=== Work order ===
Answer these questions using the passage on Alexis Soyer.
1. In what year and in which country was Soyer born?
2. For which French statesman was Soyer cooking by 1830?
3. Whom did Soyer marry in 1837?

=== Supplied passage ===
# # # #

Alexis Benoît Soyer was born in France in 1810. Originally destined to go into the Church he decided it was a vocation he did not want to follow and managed to get himself expelled from the cathedral where he was studying. He then went to study as a chef under the tutelage of a brother and became well known as a brilliant cook and inventor of mobile soup kitchen equipment in Victorian London.
Soyer’s Early Cooking Career
By 1830, he was cooking for the French statesman, Jules, Prince de Polignac. Soyer was rustling up a banquet when a mob attacked the building. Two fellow cooks were shot but Soyer managed to escape injury by singing the Marsellaise. It was not long after this that he came to England where his brother was chef to the Duke of Cambridge.
In 1837, Soyer married a London lady – Emma Jones. Emma was a renowned artist whose works were exhibited at the Louvre in Paris and other galleries to a fair bit of acclaim. She was particularly well known for her portraiture. Emma tragically passed away in 1842 after giving birth prematurely.

# # # #

[Referring expression pointing data]
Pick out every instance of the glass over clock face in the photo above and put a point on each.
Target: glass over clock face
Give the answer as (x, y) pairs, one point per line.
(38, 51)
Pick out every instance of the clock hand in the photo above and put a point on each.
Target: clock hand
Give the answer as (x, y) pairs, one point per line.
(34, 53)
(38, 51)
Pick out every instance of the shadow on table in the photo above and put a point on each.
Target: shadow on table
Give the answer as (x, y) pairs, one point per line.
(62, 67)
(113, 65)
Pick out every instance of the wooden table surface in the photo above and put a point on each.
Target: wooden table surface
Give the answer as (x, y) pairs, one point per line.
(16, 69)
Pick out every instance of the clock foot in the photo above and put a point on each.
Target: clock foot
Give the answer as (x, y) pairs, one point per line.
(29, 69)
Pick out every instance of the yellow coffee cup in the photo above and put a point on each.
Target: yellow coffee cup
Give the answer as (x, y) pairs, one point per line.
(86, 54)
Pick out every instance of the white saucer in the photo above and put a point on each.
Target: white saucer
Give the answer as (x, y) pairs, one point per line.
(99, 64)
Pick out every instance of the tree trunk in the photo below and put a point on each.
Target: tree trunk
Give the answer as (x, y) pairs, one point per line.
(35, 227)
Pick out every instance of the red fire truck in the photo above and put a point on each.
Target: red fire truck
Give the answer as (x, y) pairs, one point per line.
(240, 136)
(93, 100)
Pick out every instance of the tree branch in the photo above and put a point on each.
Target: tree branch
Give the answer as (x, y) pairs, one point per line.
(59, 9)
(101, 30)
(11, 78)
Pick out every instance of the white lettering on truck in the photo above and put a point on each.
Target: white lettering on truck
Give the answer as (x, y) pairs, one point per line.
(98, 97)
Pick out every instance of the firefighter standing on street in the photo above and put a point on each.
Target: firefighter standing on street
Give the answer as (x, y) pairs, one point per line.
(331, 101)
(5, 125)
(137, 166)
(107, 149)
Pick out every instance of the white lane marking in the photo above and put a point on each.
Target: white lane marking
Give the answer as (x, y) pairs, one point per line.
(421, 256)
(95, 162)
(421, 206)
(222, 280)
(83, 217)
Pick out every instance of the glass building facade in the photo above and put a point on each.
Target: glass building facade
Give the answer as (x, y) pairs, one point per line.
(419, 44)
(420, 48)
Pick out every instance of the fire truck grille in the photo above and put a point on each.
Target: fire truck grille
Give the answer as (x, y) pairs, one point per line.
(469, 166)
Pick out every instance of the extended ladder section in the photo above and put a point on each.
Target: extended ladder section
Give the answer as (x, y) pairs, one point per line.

# # # #

=== Completed exercise ===
1. 1810, in France
2. Jules, Prince de Polignac
3. Emma Jones